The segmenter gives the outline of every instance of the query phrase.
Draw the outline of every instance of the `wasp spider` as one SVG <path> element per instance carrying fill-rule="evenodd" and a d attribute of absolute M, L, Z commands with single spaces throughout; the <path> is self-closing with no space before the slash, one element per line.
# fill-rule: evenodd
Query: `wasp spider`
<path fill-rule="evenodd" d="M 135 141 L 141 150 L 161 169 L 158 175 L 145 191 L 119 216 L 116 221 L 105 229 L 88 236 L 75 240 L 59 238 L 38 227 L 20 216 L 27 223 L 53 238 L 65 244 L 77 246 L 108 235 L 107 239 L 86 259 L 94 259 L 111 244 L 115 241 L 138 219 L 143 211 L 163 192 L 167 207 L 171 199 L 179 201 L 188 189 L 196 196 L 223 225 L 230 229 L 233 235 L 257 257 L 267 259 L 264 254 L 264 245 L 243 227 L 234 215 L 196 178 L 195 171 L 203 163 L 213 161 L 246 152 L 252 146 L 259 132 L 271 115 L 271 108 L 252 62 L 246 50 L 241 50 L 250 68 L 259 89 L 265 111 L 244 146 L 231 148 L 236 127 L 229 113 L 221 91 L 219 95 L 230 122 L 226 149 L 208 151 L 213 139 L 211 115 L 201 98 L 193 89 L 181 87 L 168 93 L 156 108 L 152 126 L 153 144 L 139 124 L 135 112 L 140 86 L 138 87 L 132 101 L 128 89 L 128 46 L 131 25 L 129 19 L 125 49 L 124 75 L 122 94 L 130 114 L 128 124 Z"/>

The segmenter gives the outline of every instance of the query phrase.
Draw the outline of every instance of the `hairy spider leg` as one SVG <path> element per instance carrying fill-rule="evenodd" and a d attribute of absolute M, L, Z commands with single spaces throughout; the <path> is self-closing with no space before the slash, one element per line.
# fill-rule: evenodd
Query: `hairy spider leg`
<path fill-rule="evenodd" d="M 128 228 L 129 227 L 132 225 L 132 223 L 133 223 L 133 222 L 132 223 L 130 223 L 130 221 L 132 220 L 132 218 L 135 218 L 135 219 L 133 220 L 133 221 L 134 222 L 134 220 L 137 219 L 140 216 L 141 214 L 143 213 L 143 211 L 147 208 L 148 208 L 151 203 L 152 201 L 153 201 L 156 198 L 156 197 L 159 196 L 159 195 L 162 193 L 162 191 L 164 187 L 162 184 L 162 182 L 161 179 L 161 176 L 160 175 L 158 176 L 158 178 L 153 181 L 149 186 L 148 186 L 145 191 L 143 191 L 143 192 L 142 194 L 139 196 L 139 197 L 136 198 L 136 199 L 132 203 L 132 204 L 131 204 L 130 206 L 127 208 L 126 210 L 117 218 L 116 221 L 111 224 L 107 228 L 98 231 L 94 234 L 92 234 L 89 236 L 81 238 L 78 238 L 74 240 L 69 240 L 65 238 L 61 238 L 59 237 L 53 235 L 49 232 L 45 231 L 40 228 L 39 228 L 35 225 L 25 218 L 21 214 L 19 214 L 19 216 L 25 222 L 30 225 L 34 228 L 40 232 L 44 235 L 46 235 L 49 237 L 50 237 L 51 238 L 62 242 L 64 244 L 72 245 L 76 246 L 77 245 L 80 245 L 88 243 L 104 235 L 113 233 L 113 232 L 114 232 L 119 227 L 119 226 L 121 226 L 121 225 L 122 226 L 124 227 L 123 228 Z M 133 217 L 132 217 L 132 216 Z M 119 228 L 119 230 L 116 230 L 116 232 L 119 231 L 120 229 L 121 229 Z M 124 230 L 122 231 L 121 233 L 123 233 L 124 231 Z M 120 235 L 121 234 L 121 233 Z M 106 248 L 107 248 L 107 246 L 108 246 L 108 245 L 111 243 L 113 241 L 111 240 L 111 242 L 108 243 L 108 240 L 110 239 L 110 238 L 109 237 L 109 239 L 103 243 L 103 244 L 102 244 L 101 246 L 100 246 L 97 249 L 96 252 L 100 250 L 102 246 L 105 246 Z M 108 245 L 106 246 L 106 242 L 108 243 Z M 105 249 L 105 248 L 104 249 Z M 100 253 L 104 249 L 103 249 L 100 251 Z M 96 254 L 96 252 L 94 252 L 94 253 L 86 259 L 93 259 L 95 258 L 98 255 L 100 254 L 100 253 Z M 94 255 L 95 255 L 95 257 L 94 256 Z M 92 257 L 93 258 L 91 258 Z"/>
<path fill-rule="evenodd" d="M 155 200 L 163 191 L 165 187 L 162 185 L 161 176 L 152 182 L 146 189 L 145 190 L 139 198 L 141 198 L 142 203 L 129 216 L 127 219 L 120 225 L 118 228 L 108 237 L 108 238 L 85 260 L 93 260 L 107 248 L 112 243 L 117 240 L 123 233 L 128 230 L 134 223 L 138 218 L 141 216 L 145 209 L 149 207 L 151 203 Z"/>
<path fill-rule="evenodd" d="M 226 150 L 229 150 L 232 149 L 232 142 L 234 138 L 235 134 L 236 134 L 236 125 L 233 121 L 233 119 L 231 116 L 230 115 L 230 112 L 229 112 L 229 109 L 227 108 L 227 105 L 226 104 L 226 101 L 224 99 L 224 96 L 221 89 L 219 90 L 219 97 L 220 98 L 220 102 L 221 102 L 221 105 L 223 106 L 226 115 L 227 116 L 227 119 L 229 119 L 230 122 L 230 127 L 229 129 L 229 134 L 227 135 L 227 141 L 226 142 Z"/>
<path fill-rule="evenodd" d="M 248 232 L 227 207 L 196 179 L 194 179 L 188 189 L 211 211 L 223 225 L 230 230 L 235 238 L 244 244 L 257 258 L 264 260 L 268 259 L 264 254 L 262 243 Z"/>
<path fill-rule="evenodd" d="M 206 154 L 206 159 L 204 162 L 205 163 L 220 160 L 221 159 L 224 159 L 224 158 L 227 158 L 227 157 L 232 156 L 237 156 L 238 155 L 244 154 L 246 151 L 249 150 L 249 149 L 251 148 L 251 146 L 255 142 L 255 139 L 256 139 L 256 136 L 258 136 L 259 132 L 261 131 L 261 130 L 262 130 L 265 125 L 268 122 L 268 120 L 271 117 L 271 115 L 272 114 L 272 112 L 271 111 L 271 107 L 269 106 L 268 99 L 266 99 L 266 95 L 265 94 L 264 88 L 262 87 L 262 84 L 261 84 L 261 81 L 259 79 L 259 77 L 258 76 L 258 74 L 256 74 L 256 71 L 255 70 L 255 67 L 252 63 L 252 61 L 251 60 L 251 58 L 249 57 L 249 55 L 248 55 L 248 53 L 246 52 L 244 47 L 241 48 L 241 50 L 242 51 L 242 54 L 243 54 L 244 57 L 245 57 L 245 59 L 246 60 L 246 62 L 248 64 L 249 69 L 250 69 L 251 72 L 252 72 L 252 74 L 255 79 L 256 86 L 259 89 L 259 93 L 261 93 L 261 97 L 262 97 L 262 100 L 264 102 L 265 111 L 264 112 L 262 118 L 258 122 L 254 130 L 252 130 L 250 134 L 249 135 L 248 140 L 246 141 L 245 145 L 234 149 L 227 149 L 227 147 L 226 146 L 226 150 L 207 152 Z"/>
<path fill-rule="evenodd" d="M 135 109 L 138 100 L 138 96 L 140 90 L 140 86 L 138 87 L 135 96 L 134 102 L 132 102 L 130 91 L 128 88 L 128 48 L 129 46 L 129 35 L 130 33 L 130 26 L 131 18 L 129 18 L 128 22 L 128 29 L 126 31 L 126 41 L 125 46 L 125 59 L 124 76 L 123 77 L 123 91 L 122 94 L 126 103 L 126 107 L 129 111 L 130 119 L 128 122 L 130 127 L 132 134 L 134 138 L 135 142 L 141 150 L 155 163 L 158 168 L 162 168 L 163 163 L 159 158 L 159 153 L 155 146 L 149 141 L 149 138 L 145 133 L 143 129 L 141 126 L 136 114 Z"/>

== == ==

- [Problem requirements] Filter the items above, keeping every line that contains the string "self". Matching is case-sensitive.

- [The solution]
Draw the outline of every instance of the `wasp spider` as one SVG <path> element per instance carrying fill-rule="evenodd" and a d attribute of absolute M, L, Z commands with single spaces throughout; the <path> is self-closing with no space before the slash, one element per line.
Draw the outline of every instance of the `hairy spider leg` as one SVG <path> element per instance carrying fill-rule="evenodd" and a d attribute of absolute M, L, Z commands with single spaces throughout; the <path> is self-closing with no space before the slash, one element per line.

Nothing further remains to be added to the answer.